**What needs to be done**. Would you return the complete listing below word for word?
+-------+
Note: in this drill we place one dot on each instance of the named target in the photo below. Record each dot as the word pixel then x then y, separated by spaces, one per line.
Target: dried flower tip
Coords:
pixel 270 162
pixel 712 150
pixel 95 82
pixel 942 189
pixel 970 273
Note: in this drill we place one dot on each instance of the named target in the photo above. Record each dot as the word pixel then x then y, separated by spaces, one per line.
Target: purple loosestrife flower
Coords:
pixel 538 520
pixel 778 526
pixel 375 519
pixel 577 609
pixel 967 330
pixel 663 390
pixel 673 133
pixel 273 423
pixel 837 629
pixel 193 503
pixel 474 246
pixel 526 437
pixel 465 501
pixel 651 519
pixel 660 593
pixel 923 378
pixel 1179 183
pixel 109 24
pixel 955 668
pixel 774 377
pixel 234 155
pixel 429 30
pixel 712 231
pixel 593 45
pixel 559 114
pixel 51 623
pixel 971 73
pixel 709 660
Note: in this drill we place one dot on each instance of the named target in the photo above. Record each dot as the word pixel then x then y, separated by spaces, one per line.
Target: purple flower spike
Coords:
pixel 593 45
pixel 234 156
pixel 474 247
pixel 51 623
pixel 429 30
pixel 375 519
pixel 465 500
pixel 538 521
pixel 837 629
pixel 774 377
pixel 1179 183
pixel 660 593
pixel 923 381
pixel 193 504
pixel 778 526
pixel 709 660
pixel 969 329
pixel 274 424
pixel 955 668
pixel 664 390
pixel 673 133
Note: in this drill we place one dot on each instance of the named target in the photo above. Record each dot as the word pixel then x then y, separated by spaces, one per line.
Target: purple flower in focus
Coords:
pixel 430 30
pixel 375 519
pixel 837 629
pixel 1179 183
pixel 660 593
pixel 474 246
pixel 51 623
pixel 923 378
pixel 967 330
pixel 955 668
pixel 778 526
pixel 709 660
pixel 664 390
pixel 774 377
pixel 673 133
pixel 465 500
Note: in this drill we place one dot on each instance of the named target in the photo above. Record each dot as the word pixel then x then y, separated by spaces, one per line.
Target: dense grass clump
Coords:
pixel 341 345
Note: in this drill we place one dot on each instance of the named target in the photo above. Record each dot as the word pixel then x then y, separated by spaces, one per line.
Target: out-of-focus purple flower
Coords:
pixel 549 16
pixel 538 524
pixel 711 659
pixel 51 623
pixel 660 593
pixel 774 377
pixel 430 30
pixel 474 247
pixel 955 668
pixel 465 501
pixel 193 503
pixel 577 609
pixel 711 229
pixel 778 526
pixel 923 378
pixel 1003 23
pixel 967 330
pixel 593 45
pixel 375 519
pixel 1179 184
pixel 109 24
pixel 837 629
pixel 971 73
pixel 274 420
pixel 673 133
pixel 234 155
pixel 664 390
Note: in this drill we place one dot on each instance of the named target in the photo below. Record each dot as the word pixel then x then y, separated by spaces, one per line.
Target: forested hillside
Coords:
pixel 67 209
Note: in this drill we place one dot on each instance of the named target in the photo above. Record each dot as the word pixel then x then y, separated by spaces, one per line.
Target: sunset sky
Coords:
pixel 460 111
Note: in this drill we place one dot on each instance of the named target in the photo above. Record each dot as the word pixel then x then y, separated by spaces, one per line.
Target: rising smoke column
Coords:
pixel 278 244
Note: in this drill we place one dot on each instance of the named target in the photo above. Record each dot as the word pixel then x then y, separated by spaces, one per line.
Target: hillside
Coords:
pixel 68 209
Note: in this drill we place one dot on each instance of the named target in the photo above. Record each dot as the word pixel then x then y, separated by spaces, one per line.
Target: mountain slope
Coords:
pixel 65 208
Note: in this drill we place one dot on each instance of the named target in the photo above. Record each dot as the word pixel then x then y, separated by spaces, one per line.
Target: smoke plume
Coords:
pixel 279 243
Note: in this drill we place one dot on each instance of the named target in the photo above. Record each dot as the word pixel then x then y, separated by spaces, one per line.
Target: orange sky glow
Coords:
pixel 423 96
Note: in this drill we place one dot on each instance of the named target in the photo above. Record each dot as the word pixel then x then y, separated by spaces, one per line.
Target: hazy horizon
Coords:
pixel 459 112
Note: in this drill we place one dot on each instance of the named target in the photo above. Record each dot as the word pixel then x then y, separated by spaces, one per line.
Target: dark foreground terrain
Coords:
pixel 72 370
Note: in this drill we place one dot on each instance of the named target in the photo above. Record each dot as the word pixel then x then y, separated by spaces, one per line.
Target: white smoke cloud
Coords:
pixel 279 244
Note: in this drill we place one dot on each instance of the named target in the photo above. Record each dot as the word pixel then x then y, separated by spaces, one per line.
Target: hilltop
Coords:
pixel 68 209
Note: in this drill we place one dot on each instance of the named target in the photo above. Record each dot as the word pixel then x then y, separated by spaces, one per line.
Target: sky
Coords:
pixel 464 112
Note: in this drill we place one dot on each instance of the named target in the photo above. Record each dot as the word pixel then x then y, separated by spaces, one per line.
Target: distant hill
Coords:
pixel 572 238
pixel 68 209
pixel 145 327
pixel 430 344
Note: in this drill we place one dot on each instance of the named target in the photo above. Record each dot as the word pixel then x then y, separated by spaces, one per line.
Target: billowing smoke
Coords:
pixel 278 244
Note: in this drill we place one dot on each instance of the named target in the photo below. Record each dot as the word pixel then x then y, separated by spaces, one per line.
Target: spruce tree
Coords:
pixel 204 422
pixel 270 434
+-------+
**Exercise response**.
Note: in this drill we place one dot on each instance of the named target in the photo below. Record each dot as the word pixel then x then y, separated by spaces, one per line.
Target: dried flower tip
Coords:
pixel 270 162
pixel 712 150
pixel 95 82
pixel 942 189
pixel 970 273
Note: in this drill we place one dot on each instance of the named target in the photo above. Record each dot as the word pixel then x then y, separated by spaces, one per line.
Target: purple loosestrife flower
Coords:
pixel 538 520
pixel 778 526
pixel 375 519
pixel 577 609
pixel 967 330
pixel 663 390
pixel 673 133
pixel 273 423
pixel 837 629
pixel 193 503
pixel 474 246
pixel 526 437
pixel 465 501
pixel 651 519
pixel 660 593
pixel 923 378
pixel 1179 183
pixel 109 24
pixel 955 668
pixel 774 377
pixel 234 155
pixel 429 30
pixel 712 231
pixel 593 45
pixel 559 114
pixel 51 623
pixel 971 73
pixel 709 660
Note: in this drill we place one dot on each instance of the named target in the photo above. Record each dot as the word pixel then x then y, separated by spaces, one per line.
Target: purple flower spike
Coords:
pixel 593 45
pixel 234 156
pixel 474 247
pixel 51 623
pixel 429 30
pixel 375 519
pixel 465 500
pixel 538 521
pixel 837 629
pixel 774 377
pixel 1179 183
pixel 660 593
pixel 923 381
pixel 193 504
pixel 778 526
pixel 709 660
pixel 969 329
pixel 274 424
pixel 955 668
pixel 664 390
pixel 673 133
Note: in this drill we place one dot on each instance of the named target in the photo above. Record each dot as the word pixel then x then y, separated by spaces, one per line.
Target: purple flower in focus
Coords:
pixel 430 30
pixel 375 519
pixel 837 629
pixel 1179 183
pixel 660 593
pixel 474 246
pixel 51 623
pixel 923 378
pixel 967 330
pixel 955 668
pixel 778 526
pixel 709 660
pixel 664 390
pixel 774 377
pixel 673 133
pixel 465 500
Note: in this drill we place one dot on each instance of the named target in the photo above. Record each dot as the word pixel then x then y, separated by spaces, one per line.
Target: dense grass clump
Coords:
pixel 341 345
Note: in this drill we place one dot on each instance of the named target in the photo above. Record each dot as the word pixel then x then y, separated by spaces, one per line.
Target: out-of-focus purple flower
Coords:
pixel 549 16
pixel 538 524
pixel 711 659
pixel 51 623
pixel 660 593
pixel 774 377
pixel 430 30
pixel 474 247
pixel 955 668
pixel 465 501
pixel 193 503
pixel 577 609
pixel 711 229
pixel 778 526
pixel 923 378
pixel 1003 23
pixel 967 330
pixel 593 45
pixel 375 519
pixel 1179 184
pixel 109 24
pixel 837 629
pixel 971 73
pixel 274 420
pixel 673 133
pixel 234 155
pixel 664 390
Note: in this drill we place one dot on each instance of the named target in the photo below. Record each dot as the word pixel then x then y, separated by spaces, one per line.
Target: forested hillside
Coords:
pixel 67 209
Note: in this drill we place one dot on each instance of the named target in the photo above. Record each dot as the word pixel then x then y, separated by spaces, one per line.
Target: sunset sky
Coords:
pixel 460 111
Note: in this drill we place one dot on each instance of the named target in the photo above. Record each dot as the word pixel then x then y, separated by spaces, one per line.
Target: rising smoke column
Coords:
pixel 278 244
Note: in this drill we place one dot on each instance of the named target in the photo above. Record each dot as the word pixel then x then y, separated by spaces, one per line.
Target: hillside
Coords:
pixel 68 209
Note: in this drill we place one dot on each instance of the named target in the photo above. Record each dot as the word pixel then x then y, separated by spaces, one per line.
Target: mountain slope
Coords:
pixel 65 208
Note: in this drill we place one dot on each instance of the named target in the photo above. Record each dot as the word pixel then x then y, separated by spaces, one per line.
Target: smoke plume
Coords:
pixel 279 243
Note: in this drill we place one dot on each instance of the named target in the photo above. Record each dot as the word pixel then x then y, separated by spaces, one per line.
Target: orange sky glow
Coords:
pixel 423 96
Note: in this drill we place one dot on each instance of the named target in the photo above. Record each dot as the word pixel then x then y, separated by spaces, one per line.
Target: hazy horizon
Coords:
pixel 459 112
Note: in this drill we place one dot on each instance of the named target in the photo above. Record each dot as the word pixel then x then y, separated by spaces, one per line.
Target: dark foreground terrain
Coords:
pixel 72 370
Note: in this drill we place one dot on each instance of the named target in the photo above. Record each dot as the word pixel then x then y, separated by spaces, one per line.
Target: white smoke cloud
Coords:
pixel 279 244
Note: in this drill we place one dot on each instance of the named target in the photo above. Record each dot as the word pixel then x then y, separated by spaces, one per line.
Target: hilltop
Coords:
pixel 68 209
Note: in this drill we place one dot on each instance of the named target in the photo above. Record each dot as the word pixel then x then y, separated by spaces, one per line.
Target: sky
Coords:
pixel 464 112
Note: in this drill we place one dot on each instance of the named target in the photo above. Record each dot as the word pixel then x then y, separated by spaces, one per line.
Target: distant hill
Coords:
pixel 572 238
pixel 68 209
pixel 145 327
pixel 430 344
Note: in this drill we place one dot on each instance of the named target in the photo above. Record each dot as the word pixel then x then y, separated by spaces, one per line.
Target: billowing smoke
Coords:
pixel 278 244
Note: in this drill we place one dot on each instance of the named target in the photo below. Record each dot as the word pixel then x then y, separated by spaces, one per line.
Target: spruce tree
Coords:
pixel 204 422
pixel 270 434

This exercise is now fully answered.